=== WHAT IS REQUIRED ===
Output all of the records exactly as written.

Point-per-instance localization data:
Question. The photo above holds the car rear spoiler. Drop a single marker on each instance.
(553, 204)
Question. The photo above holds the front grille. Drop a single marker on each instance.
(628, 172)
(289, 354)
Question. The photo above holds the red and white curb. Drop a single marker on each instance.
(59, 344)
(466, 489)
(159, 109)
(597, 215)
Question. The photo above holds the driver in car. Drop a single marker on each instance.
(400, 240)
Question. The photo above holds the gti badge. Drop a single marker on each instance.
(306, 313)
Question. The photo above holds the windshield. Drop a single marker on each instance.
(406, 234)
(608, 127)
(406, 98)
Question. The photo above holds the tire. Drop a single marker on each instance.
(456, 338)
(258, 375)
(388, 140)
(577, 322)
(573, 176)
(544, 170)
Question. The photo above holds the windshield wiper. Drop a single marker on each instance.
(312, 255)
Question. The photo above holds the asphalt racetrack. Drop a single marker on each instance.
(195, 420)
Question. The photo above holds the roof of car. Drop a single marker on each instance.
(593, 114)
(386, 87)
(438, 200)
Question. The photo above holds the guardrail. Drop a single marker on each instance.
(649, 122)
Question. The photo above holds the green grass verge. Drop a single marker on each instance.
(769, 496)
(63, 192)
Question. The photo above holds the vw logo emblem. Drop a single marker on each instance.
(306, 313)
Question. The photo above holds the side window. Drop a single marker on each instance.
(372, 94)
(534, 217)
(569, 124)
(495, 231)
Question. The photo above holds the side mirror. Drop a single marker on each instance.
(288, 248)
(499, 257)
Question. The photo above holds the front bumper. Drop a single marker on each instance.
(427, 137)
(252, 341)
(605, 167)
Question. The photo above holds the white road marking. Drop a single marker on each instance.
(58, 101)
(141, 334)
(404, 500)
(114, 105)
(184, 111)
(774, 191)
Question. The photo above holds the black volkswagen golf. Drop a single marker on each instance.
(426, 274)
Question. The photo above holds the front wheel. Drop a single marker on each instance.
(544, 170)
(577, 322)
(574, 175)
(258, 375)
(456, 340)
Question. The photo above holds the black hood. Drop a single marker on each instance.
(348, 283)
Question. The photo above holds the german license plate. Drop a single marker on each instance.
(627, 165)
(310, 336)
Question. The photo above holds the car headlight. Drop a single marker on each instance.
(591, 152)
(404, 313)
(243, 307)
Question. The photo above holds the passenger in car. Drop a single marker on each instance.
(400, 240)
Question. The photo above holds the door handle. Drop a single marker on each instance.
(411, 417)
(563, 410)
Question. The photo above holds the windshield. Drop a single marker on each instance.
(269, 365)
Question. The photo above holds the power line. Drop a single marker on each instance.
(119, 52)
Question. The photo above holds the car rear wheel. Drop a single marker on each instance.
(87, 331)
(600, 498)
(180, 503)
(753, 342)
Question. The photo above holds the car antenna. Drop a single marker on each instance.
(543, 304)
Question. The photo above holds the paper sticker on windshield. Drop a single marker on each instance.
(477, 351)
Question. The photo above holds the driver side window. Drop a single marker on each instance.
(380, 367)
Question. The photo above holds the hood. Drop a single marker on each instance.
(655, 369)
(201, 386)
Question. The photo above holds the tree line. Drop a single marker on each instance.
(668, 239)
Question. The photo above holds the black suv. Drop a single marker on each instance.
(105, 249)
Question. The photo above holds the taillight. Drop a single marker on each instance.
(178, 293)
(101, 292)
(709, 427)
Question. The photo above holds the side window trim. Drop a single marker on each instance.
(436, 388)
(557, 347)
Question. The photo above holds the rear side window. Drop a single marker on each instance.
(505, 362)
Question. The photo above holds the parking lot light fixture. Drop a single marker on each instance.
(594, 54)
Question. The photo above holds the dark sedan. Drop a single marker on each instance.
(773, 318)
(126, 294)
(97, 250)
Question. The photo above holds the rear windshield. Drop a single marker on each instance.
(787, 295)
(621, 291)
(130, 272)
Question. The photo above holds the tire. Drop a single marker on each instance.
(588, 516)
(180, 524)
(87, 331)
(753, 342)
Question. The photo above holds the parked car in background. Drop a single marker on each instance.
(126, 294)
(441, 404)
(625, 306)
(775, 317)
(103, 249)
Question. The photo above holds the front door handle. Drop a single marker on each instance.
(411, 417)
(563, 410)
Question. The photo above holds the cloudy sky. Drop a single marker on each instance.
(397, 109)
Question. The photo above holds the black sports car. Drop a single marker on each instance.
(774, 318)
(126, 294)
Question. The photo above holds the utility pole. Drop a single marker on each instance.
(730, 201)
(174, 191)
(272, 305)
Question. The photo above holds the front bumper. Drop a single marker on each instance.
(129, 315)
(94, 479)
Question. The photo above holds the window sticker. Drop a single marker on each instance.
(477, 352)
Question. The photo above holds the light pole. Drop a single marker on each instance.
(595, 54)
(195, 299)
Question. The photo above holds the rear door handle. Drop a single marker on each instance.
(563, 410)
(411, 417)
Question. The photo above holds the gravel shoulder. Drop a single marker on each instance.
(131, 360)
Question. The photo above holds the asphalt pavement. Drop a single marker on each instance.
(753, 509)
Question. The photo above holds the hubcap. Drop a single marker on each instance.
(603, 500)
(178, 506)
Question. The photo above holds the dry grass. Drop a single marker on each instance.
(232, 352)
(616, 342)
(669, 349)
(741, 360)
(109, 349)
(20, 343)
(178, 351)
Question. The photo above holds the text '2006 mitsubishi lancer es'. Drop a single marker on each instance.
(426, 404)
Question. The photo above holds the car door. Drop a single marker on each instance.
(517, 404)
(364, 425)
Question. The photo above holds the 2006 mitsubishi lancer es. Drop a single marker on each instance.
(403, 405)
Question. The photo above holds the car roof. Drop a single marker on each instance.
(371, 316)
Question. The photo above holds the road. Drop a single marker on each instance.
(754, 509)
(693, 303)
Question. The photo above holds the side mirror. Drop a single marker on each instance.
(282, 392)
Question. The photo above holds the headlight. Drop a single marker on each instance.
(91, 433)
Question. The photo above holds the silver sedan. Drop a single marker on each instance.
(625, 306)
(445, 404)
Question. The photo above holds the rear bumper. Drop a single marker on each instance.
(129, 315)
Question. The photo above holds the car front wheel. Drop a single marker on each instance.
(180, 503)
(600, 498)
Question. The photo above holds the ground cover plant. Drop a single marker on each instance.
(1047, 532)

=== EXERCISE ANSWER ===
Question. The photo above holds the car rear spoiler. Drop a single marker on each instance.
(553, 204)
Question. The photo above holds the front grille. Drop a single marker on each instance.
(628, 172)
(289, 354)
Question. The photo above holds the red and white curb. Drop a single marker on each instance.
(59, 344)
(466, 489)
(159, 109)
(597, 215)
Question. The photo above holds the driver in car. Drop a single marker on each instance.
(400, 240)
Question. The photo above holds the gti badge. Drop a single marker on each instance.
(306, 313)
Question. The photo above holds the windshield. Drop a single marker on each instance.
(406, 234)
(608, 127)
(406, 98)
Question. The photo above holds the tire. Drop a single marker on each instance.
(456, 338)
(258, 375)
(388, 140)
(577, 322)
(573, 176)
(544, 170)
Question. The photo above holds the windshield wiper. Drop a single marker on each instance.
(312, 255)
Question. The photo above holds the asphalt racetrack. Drop a single marker on each instance.
(195, 420)
Question. The photo above holds the roof of car. Drop a single marker on each instance.
(593, 114)
(386, 87)
(438, 200)
Question. The photo above holds the guardrail. Drop a single marker on each instance.
(649, 122)
Question. The photo above holds the green grass verge. Drop a single marker on each instance.
(769, 496)
(63, 192)
Question. The photo above holds the vw logo emblem. Drop a single marker on each instance.
(306, 313)
Question. The photo above holds the side window. Drop a single marker on each instance.
(372, 94)
(534, 217)
(569, 124)
(495, 231)
Question. The photo above holds the side mirror. Drop a single marker on each instance.
(288, 248)
(499, 257)
Question. The photo above holds the front bumper. Drop a single marker on each instance.
(427, 137)
(252, 341)
(605, 167)
Question. The photo above holds the white road marking. Drop a single marker on each instance.
(58, 101)
(141, 334)
(404, 500)
(114, 105)
(184, 111)
(774, 191)
Question. The photo above holds the black volkswagen golf. Drop a single marker on each instance.
(426, 274)
Question. The photo above holds the front wheel. Drop a single marker on each instance.
(544, 170)
(577, 322)
(574, 175)
(258, 375)
(456, 340)
Question. The photo above holds the black hood. Drop a single marker on each instance.
(348, 283)
Question. The photo above holds the german license plate. Drop a single marker on each instance.
(627, 165)
(310, 336)
Question. The photo above holds the car headlight. Drop a single marker on each instance.
(591, 152)
(404, 313)
(243, 307)
Question. The photo above holds the passenger in car. Drop a single marker on each instance.
(400, 240)
Question. The photo above holds the door handle. Drop a single marker on each instance.
(411, 417)
(563, 410)
Question. The photo above holds the windshield. Drop a single marker on each instance.
(269, 365)
Question. The photo above holds the power line. Drop a single marker on each instance.
(119, 52)
Question. The photo above holds the car rear wheel. Drop a single marker on each instance.
(87, 331)
(600, 498)
(180, 503)
(753, 342)
Question. The photo above holds the car antenna. Drop a single marker on each instance.
(543, 304)
Question. The photo above holds the paper sticker on windshield. Drop a single marker on each instance.
(477, 351)
Question. The photo above holds the driver side window. Drop a single marker on each instance.
(380, 367)
Question. The photo above holds the hood. Drop a single marker on each instance.
(655, 369)
(201, 386)
Question. The photo above holds the tree line. Drop a single marker on each instance.
(668, 239)
Question. The photo above holds the black suv. Drop a single marker on each instance.
(105, 249)
Question. The photo above holds the taillight. Drop a single marker on each instance.
(178, 293)
(101, 292)
(709, 427)
Question. The photo above holds the side window trim. Drop a single marker on each instance.
(436, 388)
(557, 347)
Question. The photo above holds the rear side window. Drop a single marker on each instance.
(505, 362)
Question. The photo above holds the parking lot light fixture. Drop a single marker on each instance.
(594, 54)
Question. The photo above holds the dark sedan. Drop a single marker on each instance.
(773, 318)
(126, 294)
(97, 250)
Question. The photo above holds the rear windshield. Drop a single marker on each instance.
(787, 295)
(621, 291)
(130, 272)
Question. The photo above holds the tire. Drop a single marker on each instance.
(588, 516)
(180, 524)
(87, 331)
(753, 342)
Question. The photo above holds the parked car in background. Drop a single marker on each instance.
(126, 294)
(441, 404)
(625, 306)
(775, 317)
(103, 249)
Question. The photo above holds the front door handle. Drop a single marker on each instance.
(411, 417)
(563, 410)
Question. The photo above holds the cloudy sky. Drop a single marker on each instance.
(397, 109)
Question. The photo above holds the black sports car. Drop a single marker on each instance.
(774, 318)
(126, 294)
Question. The photo above holds the utility pole. Drop a single marker on each instance.
(730, 201)
(174, 191)
(272, 305)
Question. The photo above holds the front bumper. Drop a single marker on each instance.
(129, 315)
(94, 479)
Question. The photo above holds the window sticker. Drop a single marker on each instance.
(477, 352)
Question. The photo above holds the light pole. Drop a single marker on each instance.
(595, 54)
(195, 299)
Question. The photo above holds the rear door handle. Drop a single marker on each instance.
(563, 410)
(411, 417)
Question. The photo above holds the gravel shoulder. Drop a single marker on each instance.
(131, 360)
Question. The photo above holds the asphalt pavement. Drop a single marker on each instance.
(753, 509)
Question. The photo above holds the hubcap. Drop a single marker on each instance.
(603, 500)
(178, 506)
Question. The photo above holds the dry grass. Drop a single marker on each instance.
(232, 352)
(616, 342)
(669, 349)
(741, 360)
(109, 349)
(20, 343)
(178, 351)
Question. The photo above holds the text '2006 mitsubishi lancer es'. Drop a single marker on each instance.
(426, 404)
Question. The photo above holds the car door. Drop a single marker on each instance.
(517, 404)
(364, 425)
Question. The photo above holds the 2006 mitsubishi lancer es. Drop a single marker on each instance.
(403, 405)
Question. The photo above holds the car roof. Drop a single marker on each instance.
(371, 316)
Question. The photo above holds the road. Drop a single marker on each instance.
(754, 509)
(693, 303)
Question. The photo above holds the side mirror. Drop a single marker on each instance.
(282, 392)
Question. The photo above holds the headlight. Drop a single marker on each instance.
(91, 433)
Question. The photo above holds the silver sedan. Drop a single marker on each instance.
(625, 306)
(445, 404)
Question. The photo above holds the rear bumper. Drop a single marker on each instance.
(129, 315)
Question. The photo above holds the car front wheel. Drop a single marker on each instance.
(180, 503)
(600, 498)
Question. The photo above holds the ground cover plant. Drop a single marker on each instance.
(1047, 532)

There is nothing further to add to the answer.